Brief: The lines you need are those holding the word "mountain"; pull them from the material.

★ ★ ★ ★ ★ ★ ★

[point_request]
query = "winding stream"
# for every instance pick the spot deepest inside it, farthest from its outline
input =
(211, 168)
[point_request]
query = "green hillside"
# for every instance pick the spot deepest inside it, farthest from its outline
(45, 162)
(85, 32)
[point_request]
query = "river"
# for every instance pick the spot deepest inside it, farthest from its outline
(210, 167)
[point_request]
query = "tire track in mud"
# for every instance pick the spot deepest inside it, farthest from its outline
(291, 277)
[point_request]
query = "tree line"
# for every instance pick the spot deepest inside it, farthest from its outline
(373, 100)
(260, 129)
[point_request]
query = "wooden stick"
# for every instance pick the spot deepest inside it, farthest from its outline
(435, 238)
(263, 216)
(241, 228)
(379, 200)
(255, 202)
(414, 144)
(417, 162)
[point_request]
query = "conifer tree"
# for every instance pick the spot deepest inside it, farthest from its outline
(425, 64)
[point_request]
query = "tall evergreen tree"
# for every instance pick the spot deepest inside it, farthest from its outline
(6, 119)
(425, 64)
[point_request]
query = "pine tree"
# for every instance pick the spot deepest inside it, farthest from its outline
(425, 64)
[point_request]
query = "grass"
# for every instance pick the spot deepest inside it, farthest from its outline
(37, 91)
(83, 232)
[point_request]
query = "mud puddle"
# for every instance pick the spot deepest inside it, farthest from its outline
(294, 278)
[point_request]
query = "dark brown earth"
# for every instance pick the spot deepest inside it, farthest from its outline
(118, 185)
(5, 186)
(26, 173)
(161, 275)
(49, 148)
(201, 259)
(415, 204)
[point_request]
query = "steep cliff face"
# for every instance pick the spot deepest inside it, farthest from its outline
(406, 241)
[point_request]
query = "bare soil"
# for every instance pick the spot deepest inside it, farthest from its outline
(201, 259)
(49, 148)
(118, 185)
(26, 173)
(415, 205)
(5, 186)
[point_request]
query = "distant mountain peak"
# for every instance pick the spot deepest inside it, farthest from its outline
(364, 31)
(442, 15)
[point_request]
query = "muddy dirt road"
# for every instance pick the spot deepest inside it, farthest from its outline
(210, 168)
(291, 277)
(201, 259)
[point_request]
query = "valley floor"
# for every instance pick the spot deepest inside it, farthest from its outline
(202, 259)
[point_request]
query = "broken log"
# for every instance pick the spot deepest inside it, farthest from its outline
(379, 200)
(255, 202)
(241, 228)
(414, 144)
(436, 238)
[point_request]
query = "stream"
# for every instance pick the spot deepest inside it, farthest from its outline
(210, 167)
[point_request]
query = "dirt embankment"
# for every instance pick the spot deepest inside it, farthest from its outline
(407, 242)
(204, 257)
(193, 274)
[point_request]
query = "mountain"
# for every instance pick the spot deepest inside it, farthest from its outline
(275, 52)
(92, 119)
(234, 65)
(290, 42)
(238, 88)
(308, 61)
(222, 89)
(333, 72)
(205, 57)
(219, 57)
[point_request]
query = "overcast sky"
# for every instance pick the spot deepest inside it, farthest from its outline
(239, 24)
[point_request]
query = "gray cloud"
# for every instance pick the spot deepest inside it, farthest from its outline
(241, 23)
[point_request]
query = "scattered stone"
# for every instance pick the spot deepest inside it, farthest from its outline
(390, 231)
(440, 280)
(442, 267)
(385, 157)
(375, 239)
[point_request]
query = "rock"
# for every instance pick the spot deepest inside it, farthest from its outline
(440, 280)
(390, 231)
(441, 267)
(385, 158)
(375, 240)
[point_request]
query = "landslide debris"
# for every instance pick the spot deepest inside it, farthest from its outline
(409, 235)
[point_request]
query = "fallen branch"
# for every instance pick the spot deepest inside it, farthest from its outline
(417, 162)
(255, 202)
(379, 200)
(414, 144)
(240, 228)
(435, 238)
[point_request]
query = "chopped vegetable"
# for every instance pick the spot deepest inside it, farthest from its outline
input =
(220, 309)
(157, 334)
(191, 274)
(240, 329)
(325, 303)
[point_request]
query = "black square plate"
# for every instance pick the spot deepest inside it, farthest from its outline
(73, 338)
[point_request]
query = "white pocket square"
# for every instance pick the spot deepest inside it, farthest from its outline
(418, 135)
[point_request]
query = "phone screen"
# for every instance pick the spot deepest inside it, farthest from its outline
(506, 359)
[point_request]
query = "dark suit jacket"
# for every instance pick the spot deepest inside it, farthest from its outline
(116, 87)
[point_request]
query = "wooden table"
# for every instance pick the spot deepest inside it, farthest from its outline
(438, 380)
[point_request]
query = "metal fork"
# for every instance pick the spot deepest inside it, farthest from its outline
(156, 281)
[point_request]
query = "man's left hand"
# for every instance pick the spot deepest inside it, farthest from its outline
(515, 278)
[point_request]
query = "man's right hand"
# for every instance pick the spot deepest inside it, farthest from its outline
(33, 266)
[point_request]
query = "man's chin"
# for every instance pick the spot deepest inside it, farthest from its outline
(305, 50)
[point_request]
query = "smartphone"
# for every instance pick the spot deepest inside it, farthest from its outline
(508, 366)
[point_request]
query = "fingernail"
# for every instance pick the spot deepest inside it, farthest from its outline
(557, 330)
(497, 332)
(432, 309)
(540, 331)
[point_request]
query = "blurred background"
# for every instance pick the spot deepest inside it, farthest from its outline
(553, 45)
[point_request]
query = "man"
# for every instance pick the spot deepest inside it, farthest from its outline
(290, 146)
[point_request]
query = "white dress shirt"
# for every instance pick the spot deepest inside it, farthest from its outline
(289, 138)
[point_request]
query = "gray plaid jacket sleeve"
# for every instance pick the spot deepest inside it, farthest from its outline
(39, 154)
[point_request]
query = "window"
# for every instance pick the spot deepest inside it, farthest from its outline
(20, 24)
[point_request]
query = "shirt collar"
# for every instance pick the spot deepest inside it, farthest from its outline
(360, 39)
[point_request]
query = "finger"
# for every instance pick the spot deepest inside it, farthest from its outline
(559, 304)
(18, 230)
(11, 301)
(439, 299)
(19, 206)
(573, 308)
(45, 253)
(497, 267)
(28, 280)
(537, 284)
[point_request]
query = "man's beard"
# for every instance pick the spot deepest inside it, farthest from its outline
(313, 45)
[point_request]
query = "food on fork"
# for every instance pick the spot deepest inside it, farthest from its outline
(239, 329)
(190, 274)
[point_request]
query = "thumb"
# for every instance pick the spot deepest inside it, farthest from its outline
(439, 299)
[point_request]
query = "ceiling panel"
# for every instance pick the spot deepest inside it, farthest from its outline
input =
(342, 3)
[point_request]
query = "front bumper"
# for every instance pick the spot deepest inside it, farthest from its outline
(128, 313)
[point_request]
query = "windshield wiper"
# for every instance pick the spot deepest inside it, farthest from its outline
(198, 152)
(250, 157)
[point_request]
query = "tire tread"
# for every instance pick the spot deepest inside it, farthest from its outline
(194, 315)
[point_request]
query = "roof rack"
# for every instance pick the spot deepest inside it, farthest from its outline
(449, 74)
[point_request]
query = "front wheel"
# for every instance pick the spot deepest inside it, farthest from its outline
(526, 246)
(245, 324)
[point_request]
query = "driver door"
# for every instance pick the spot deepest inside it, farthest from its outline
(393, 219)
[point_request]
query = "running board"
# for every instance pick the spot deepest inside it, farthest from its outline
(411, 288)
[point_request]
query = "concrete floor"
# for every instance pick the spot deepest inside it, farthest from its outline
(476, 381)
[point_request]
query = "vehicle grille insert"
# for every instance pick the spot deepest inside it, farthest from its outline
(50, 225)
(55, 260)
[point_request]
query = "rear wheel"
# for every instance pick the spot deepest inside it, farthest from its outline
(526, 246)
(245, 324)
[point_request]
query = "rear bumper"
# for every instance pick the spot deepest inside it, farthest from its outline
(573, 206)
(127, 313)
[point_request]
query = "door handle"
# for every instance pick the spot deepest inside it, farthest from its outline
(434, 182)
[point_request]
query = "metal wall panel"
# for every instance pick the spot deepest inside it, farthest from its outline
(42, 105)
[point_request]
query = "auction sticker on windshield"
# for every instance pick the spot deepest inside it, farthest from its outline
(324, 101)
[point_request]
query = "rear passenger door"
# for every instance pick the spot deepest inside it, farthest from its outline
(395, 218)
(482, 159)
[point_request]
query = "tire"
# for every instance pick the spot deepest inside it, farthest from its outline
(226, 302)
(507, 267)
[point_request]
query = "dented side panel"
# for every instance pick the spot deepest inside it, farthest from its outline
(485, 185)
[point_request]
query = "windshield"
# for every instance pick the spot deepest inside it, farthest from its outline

★ ★ ★ ★ ★ ★ ★

Result below:
query = "distant mountain peak"
query = "mountain"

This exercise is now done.